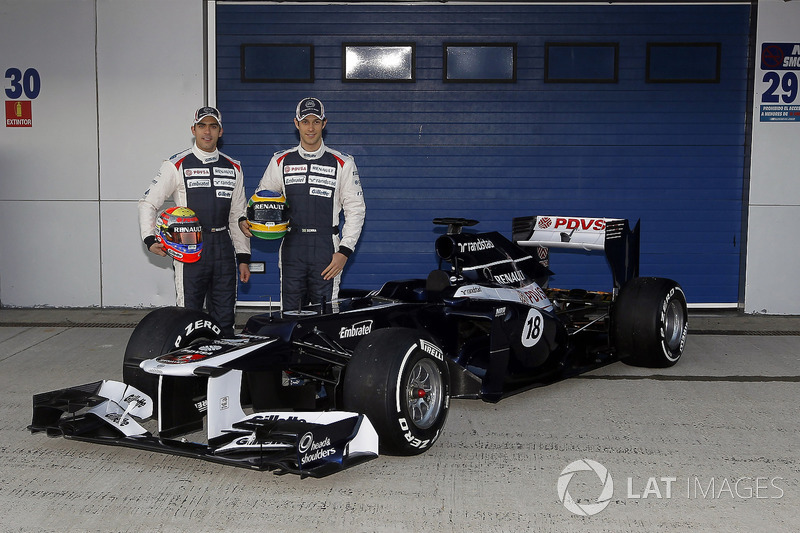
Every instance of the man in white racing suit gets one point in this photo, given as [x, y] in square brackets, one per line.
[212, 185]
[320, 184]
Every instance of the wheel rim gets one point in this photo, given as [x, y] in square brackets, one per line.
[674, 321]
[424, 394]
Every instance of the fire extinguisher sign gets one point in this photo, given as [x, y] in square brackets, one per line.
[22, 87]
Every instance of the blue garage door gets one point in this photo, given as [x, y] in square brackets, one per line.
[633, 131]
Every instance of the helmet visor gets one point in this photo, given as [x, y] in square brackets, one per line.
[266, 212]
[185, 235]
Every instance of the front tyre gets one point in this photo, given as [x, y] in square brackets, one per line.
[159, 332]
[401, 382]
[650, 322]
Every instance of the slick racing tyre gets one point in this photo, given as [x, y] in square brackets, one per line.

= = = = =

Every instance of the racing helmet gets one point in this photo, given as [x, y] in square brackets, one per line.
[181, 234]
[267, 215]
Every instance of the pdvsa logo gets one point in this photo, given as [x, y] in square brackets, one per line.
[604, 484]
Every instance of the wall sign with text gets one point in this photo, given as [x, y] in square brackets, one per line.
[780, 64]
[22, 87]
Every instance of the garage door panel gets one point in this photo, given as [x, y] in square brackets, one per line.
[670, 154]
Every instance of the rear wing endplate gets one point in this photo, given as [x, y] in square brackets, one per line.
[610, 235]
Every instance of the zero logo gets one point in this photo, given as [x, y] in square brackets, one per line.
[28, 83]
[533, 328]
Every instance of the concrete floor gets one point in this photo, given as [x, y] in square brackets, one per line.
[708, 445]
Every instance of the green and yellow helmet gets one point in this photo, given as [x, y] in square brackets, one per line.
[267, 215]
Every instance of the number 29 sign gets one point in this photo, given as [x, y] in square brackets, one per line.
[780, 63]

= = = = =

What do the lines above say from the one containing "Every instance of the fire" down to the one containing "Every instance of the slick"? Return them exactly, both end lines included, and only them.

Every instance of the fire extinguisher sign gets one point in this photo, given as [x, y] in square brackets, one per line.
[22, 87]
Every instance of the blue garage door gets one point in this photo, given as [x, y] in square brackets, one per line.
[633, 131]
Every instance of the helmet visor gets one point in this photo, given as [x, y] in square brackets, one per line.
[266, 212]
[185, 235]
Every instance of the front tyre gets one point in this photo, given as [x, y] in square brackets, one per line.
[159, 332]
[401, 382]
[650, 322]
Every instance of the slick racing tyre gets one point in this photo, given as [x, y] in square brackets, one per line.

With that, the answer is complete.